Problem to work on:
All of the entries are to be restated word for word.

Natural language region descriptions
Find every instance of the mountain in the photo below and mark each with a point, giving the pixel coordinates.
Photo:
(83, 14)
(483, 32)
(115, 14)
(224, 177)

Expected answer:
Find every instance of the mountain in the photo below and mark each with a point, giving the pixel coordinates.
Photo:
(83, 14)
(483, 32)
(115, 14)
(224, 177)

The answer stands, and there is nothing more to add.